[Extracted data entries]
-- -- --

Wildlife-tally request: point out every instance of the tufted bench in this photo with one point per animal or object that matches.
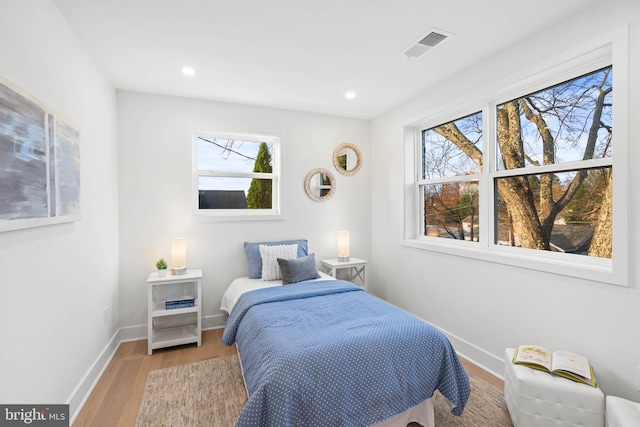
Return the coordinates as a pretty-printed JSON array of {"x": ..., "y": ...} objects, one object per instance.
[
  {"x": 536, "y": 398},
  {"x": 622, "y": 412}
]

-- -- --

_WHAT YOU SHOULD DO_:
Put each line of the entries above into a numbered list, leaving out any blank lines. Keep the pictures out of your answer.

_SOLUTION TO THIS TASK_:
1. Wildlife-tally request: point out every instance of the tufted bench in this photo with one point per animal or object that matches.
2. Return the coordinates as a pretty-printed JSON array of {"x": ..., "y": ...} objects, one object per instance.
3. [
4.   {"x": 536, "y": 398},
5.   {"x": 622, "y": 412}
6. ]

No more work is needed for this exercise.